● TASK INSTRUCTIONS:
A. Please output the passage of the WPI script description starting with "#### Requirements" and going on through "been run first.", copied word for word.
B. Render this sentence from the WPI script description in Spanish: "Labels for each document are concatenated into a single string, separated by commas."
C. Resume the WPI script description at the point where it stops and keep writing it.

● READING TEXT:
○ ○ ○

*Licensed under the MIT License. See LICENSE-CODE in the repository root for details.*

*Copyright (c) 2025 Eleni Kamateri*

### Parsing and CSV File Generation for WPI Analysis

This script generates a CSV file containing essential data for analyzing patent documents in a core vertical of the WPI dataset. The file includes key information such as:
 
1. Document ucid
2. Document date
3. Classification Labels
4. The presence of abstract, description, and claims

#### Requirements

1. This script should be applied to the extracted patent documents, which are organized into separate folders. It requires that the script "*7z Files Extraction and Organization by Vertical.ipynb*" has been run first.

#### Label Formatting

Labels for each document are concatenated into a single string, separated by commas. To avoid conflicts with the default CSV delimiter, we use a semicolon (;) separator when storing the data.

#### Configurable Parameters

Researchers can customize the extraction process using the following parameters:

**vertical_origin_path** – Path to the core vertical of the WPI dataset, containing the extracted files to be parsed for CSV creation.

○ ○ ○

● COLLECTED MATERIAL:
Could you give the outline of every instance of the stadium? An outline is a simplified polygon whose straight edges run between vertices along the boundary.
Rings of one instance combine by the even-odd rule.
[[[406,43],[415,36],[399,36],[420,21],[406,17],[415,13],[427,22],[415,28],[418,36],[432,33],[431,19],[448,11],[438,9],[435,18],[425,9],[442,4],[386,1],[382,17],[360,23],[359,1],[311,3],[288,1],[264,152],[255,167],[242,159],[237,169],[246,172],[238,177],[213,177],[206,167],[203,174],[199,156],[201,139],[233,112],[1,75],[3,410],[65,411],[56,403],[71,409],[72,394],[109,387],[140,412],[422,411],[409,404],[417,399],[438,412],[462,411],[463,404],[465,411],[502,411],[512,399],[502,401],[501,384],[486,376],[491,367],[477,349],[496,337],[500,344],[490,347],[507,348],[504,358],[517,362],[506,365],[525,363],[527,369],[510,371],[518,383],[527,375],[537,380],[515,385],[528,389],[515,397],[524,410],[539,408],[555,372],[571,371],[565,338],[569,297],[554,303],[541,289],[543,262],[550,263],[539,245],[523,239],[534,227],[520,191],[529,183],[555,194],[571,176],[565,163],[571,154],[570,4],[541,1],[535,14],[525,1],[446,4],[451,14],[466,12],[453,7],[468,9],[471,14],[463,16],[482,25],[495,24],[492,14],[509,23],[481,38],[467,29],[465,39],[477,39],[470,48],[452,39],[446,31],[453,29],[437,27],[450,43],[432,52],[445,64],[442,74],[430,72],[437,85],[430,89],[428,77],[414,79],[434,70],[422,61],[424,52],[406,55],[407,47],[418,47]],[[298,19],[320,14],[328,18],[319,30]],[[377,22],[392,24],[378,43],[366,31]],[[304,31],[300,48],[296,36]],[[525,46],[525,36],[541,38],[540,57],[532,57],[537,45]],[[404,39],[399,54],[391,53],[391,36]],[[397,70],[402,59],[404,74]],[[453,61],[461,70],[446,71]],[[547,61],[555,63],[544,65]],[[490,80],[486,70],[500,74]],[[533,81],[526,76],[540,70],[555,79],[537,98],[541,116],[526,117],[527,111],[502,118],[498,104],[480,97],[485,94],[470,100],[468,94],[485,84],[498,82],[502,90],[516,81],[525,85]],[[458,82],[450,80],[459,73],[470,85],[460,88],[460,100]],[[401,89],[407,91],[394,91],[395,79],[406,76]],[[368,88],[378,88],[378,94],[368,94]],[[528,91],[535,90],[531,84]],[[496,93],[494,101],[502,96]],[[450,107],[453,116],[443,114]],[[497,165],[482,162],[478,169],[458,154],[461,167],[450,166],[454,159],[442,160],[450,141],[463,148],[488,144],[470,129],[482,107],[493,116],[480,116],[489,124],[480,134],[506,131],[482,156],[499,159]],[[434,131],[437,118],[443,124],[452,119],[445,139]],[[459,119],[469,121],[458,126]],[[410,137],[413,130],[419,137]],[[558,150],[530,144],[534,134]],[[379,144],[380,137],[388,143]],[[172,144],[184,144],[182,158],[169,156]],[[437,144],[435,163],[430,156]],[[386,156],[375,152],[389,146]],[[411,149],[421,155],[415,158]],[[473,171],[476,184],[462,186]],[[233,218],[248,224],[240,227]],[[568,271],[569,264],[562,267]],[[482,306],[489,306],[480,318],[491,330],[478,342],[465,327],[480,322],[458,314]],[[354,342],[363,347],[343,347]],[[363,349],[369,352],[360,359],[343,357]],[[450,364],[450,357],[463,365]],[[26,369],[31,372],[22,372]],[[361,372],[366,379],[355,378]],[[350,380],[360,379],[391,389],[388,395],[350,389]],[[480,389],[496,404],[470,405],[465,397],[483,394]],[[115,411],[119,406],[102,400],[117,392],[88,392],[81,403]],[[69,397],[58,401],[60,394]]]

○ ○ ○

● IN RESPONSE:
A.
#### Requirements

1. This script should be applied to the extracted patent documents, which are organized into separate folders. It requires that the script "*7z Files Extraction and Organization by Vertical.ipynb*" has been run first.

B. Las etiquetas de cada documento se concatenan en una sola cadena, separadas por comas.

C.
        Example: "/YOUR_PATH/WPI-Dataset/EP/".  

**csv_file_name** – The name of the CSV file that will be generated
        
        Example: "csv_file_for_wpi_analysis".

**main_further** – Include main and further classification labels?
        
        0: No
        1: Yes


**ipcr** – Include IPCR classification labels?
        
        0: No
        1: Yes
    
**cpc** – Include CPC classification labels?
        
        0: No
        1: Yes
        

**vertical** – Select dataset vertical:
       
        0: EP
        1: WO
        2: US
        3: CN
        4: JP
        5: KR
        
#### Processing Time Estimates

    EP vertical: ~58,777.60 sec
    WO vertical: ~42,645.45 sec

### Import all required libraries for the script

In [1]:
import numpy as np
import pandas as pd
import os
from bs4 import BeautifulSoup
import time

### Set the required parameters for the script

In [2]:
vertical_origin_path="/YOUR_PATH/WPI-Dataset/EP/"
csv_file_name="csv_file_for_wpi_analysis"
main_further=0
ipcr=1
cpc=0
vertical=0

In [3]:
if vertical==0:
    csv_file_name="EP"+"_"+csv_file_name
elif vertical==1:
    csv_file_name="WO"+"_"+csv_file_name
elif vertical==1:
    csv_file_name="US"+"_"+csv_file_name
elif vertical==1:
    csv_file_name="CN"+"_"+csv_file_name
elif vertical==1:
    csv_file_name="JP"+"_"+csv_file_name
elif vertical==1:
    csv_file_name="KR"+"_"+csv_file_name
else:
    print("Provide a valid vertical number")

### Parse the data and generate the CSV file

In [None]:
# Count the time
start_time = time.time()

df_class = pd.DataFrame()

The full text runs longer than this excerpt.